**AUFGABENLISTE:**
1. Kopiere aus dem Text zu Einheitspreisverträgen alles von „Warum fehlende Nachweise“ bis hinunter zu „wie nicht gestellt.“.
2. Welche Vorschrift verlangt laut dem Text zu Einheitspreisverträgen, dass der Auftragnehmer Art und Umfang der erbrachten Leistungen nachweist?
3. Führe den Text zu Einheitspreisverträgen im Anschluss an seinen letzten Satz fort.

**ZITIERTE PASSAGE:**
- - -

Risiko fehlender Nachweise bei Einheitspreisverträgen
Die VOB/B verlangt bei Einheitspreisverträgen einen prüffähigen Nachweis der erbrachten Leistungen. Fehlt dieser, droht der Verlust des Vergütungsanspruchs. Ein aktuelles Urteil des OLG Köln zeigt, wie knapp Auftragnehmer scheitern können – und wann eine nachträgliche Ermittlung noch hilft.

Bei einem Einheitspreisvertrag bekommt der Auftragnehmer genau die Leistungen vergütet, die er auch ausführt. Die VOB/B verlangt in § 14 Abs. 1 VOB/B für eine ordnungsgemäße Abrechnung, dass der Auftragnehmer „Art und Umfang“ der von ihm erbrachten Leistungen nachweisen muss. Diese bekommt er dann natürlich auch bezahlt, und zwar auf den Cent genau.
Das klingt selbstverständlich, birgt aber viele Fallen. So muss der Nachweis für den Auftraggeber nachvollziehbar sein. Diese Nachvollziehbarkeit wird bautechnisch (und baurechtlich) auch als Prüffähigkeit bezeichnet und führt unter diesem Namen zu vielen Streitigkeiten. Der Grundgedanke als solcher ist aber fair und folgt eigentlich zwingend aus dem Wesen des Einheitspreisvertrags.
Warum fehlende Nachweise Rechnungen blockieren
Das Problem für den Auftragnehmer ist: Ist die Leistung nicht prüffähig nachgewiesen, verhindert dies, dass seine Rechnung fällig wird. Eine nicht fällige Rechnung gibt dem Auftragnehmer wiederum keine Rechte wie Verzinsung, ggf. eine Arbeitseinstellung oder eine Klagemöglichkeit. Die Rechnung ist so gut wie nicht gestellt.
Das gilt jedenfalls dann, wenn der Auftraggeber diese fehlende Prüffähigkeit innerhalb der Rügefrist aufgreift. Wenn der Auftraggeber aber diese Rüge nicht erhebt, kommt es zu einer Sachprüfung des Auftragnehmers. In diesen Fall kann es passieren, dass eine nicht prüffähig nachgewiesene Leistung endgültig nicht bezahlt wird, weil der Nachweis für die ausgeführten Leistungen fehlt – was inhaltlich eben auf der fehlenden Prüffähigkeit beruht.

- - -

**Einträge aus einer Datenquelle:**
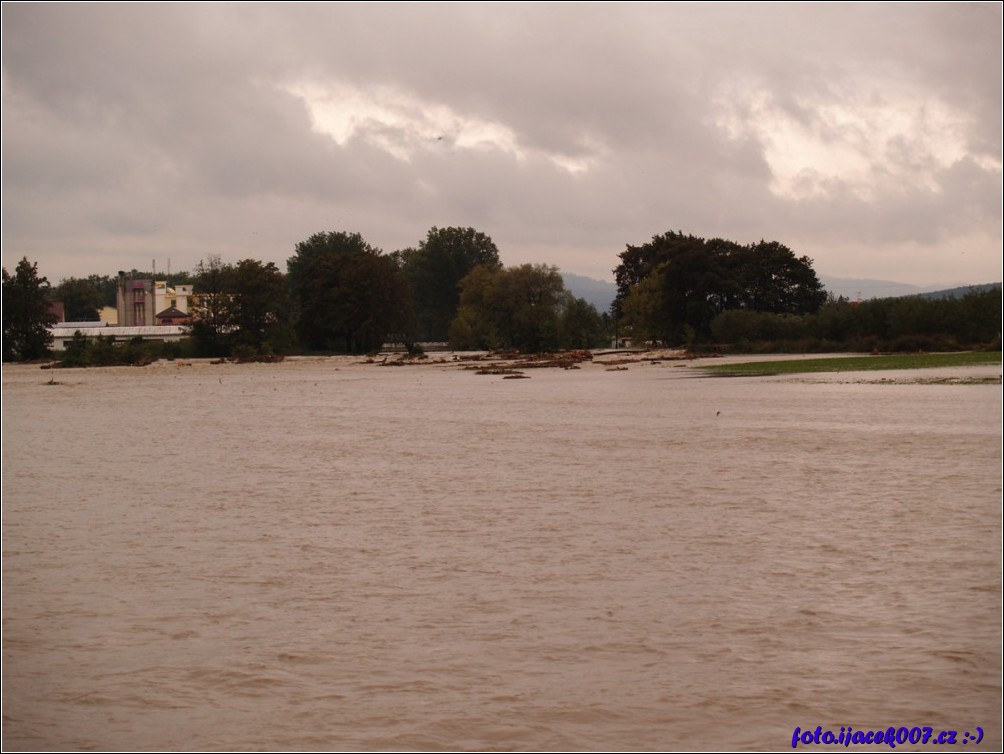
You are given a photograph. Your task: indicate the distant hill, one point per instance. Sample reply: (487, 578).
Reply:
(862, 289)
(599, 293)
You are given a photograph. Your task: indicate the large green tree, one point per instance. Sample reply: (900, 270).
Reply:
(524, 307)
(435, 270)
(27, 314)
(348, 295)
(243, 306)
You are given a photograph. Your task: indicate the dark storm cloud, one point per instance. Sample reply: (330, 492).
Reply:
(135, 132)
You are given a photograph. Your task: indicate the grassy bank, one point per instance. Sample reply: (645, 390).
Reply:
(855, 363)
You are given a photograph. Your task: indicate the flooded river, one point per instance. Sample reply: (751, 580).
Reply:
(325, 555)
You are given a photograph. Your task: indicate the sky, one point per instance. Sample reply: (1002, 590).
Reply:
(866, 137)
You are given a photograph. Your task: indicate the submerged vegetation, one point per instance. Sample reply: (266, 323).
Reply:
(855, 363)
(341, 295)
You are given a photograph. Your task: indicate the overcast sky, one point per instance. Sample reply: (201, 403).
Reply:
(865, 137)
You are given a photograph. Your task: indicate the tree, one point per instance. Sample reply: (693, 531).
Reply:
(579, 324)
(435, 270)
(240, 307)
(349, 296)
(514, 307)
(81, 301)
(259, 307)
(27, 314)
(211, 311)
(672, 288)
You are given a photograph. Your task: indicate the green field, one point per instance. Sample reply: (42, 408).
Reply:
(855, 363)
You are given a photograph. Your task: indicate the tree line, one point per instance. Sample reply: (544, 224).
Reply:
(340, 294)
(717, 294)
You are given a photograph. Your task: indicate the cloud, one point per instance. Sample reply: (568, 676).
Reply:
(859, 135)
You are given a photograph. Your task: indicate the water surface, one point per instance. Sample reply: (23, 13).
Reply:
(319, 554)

- - -

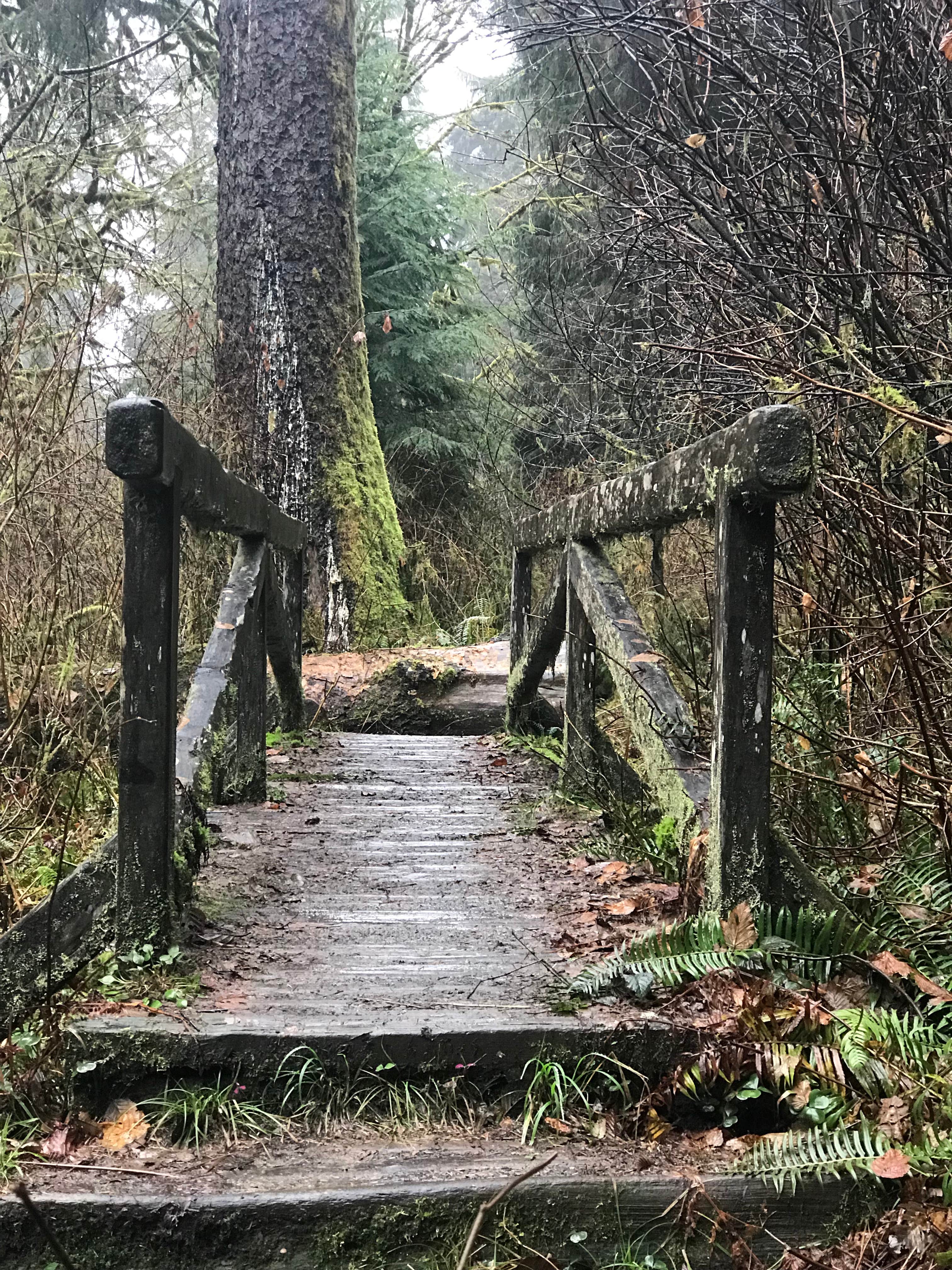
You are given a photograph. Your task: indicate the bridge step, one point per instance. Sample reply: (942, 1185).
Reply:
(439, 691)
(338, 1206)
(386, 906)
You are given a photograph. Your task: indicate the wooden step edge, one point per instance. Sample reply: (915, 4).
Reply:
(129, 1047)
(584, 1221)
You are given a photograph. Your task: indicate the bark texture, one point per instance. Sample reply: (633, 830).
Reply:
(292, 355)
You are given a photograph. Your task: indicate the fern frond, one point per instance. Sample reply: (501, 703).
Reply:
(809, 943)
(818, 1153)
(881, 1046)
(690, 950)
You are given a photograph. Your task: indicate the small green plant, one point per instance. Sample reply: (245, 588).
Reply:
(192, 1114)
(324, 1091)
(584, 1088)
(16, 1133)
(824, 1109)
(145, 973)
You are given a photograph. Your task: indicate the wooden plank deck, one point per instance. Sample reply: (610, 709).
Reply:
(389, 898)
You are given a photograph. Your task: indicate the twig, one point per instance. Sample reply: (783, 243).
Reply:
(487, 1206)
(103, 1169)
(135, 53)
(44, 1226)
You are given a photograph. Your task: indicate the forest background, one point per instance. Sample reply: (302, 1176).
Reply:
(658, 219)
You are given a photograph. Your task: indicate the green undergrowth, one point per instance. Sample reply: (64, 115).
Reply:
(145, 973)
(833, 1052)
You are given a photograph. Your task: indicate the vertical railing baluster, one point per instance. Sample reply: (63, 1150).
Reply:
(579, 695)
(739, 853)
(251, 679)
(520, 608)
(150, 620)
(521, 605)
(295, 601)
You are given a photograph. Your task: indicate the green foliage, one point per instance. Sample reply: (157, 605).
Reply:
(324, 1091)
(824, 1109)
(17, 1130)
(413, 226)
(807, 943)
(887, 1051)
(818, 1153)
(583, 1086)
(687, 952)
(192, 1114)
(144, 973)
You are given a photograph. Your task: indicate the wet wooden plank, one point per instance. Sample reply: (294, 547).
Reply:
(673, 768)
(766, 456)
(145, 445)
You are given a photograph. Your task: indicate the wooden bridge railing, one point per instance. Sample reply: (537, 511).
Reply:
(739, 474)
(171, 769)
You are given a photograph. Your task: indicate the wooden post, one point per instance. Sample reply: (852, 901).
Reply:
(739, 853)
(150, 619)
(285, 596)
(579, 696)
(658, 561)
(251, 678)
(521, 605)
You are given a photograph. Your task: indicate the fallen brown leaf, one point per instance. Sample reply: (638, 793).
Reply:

- - -

**ENDERGEBNISSE:**
1.
Warum fehlende Nachweise Rechnungen blockieren
Das Problem für den Auftragnehmer ist: Ist die Leistung nicht prüffähig nachgewiesen, verhindert dies, dass seine Rechnung fällig wird. Eine nicht fällige Rechnung gibt dem Auftragnehmer wiederum keine Rechte wie Verzinsung, ggf. eine Arbeitseinstellung oder eine Klagemöglichkeit. Die Rechnung ist so gut wie nicht gestellt.

2. § 14 Abs. 1 VOB/B

3.
Rügepflicht des Auftraggebers und ihre Folgen
Die Rüge muss dabei so genau sein, dass der Auftragnehmer seinerseits prüfen und feststellen kann, was der Auftraggeber genau bemängelt und wie er als Auftragnehmer seine Rechnung nachbessern kann. Der oft zu lesende Einzeiler, die Rechnung werde als nicht prüffähig zurückgewiesen, reicht dabei auf keinen Fall. Der Auftraggeber muss sich die Mühe machen, die aus seiner Sicht betroffenen Positionen zu benennen, am besten nennt er auch die aus seiner Sicht fehlenden Nachweise. Eine nicht ausreichende Rüge hat nicht die vom Auftraggeber angestrebte Rechsfolge.
OLG Köln: Erdmassen per Modell nachträglich ermittelt
In einem aktuell vom OLG Köln (17.09.2025 - 11 U 70/23) entschiedenen Fall hatte der Auftragnehmer ein besonders großes Problem. Er sollte Erde abfahren und hierfür eine Vergütung nach Tonnen erhalten. Allerdings konnte der Auftragnehmer nur für einen Teil der abgefahrenen Erde Wiegescheine vorlegen. Deswegen hat sich der Auftraggeber geweigert, diese Leistung vollständig zu bezahlen.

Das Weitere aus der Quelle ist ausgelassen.